BEGIN ENTRIES PROVIDED

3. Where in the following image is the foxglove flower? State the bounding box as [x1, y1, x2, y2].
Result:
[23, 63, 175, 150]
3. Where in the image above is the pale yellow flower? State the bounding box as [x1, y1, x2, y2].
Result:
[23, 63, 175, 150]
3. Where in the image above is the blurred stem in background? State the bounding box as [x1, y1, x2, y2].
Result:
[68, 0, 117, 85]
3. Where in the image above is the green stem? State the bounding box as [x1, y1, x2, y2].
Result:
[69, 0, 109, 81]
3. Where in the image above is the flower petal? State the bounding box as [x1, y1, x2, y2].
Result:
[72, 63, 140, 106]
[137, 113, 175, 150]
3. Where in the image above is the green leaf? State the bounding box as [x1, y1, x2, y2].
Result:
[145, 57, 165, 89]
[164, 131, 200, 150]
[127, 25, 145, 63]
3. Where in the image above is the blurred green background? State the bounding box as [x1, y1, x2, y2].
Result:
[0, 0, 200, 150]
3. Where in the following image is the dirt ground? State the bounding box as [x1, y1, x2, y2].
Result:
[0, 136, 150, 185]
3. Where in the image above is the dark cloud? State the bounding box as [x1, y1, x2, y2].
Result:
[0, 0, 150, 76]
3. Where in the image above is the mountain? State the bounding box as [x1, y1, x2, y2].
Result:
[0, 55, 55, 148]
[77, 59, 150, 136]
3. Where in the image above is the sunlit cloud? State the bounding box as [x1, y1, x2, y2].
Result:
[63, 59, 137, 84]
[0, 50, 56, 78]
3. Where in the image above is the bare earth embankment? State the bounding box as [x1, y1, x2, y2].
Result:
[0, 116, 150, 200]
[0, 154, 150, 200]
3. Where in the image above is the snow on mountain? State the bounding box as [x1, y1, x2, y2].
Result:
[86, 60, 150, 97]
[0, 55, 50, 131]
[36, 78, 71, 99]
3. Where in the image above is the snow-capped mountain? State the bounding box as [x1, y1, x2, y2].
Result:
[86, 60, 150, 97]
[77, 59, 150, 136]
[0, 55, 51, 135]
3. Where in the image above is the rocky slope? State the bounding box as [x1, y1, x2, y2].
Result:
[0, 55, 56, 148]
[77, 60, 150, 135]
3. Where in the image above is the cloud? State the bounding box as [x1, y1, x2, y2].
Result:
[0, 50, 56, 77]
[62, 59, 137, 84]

END ENTRIES PROVIDED

▶ _WRITTEN REQUEST_:
Find every line in the rows above that contains the word "flower", and copy each of those lines.

▶ _OUTPUT OF THE TASK_:
3. Where in the following image is the foxglove flower? State the bounding box as [x1, y1, x2, y2].
3. Where in the image above is the pale yellow flower? State the bounding box as [x1, y1, x2, y2].
3. Where in the image above is the flower petal? State the bounding box as [x1, y1, x2, y2].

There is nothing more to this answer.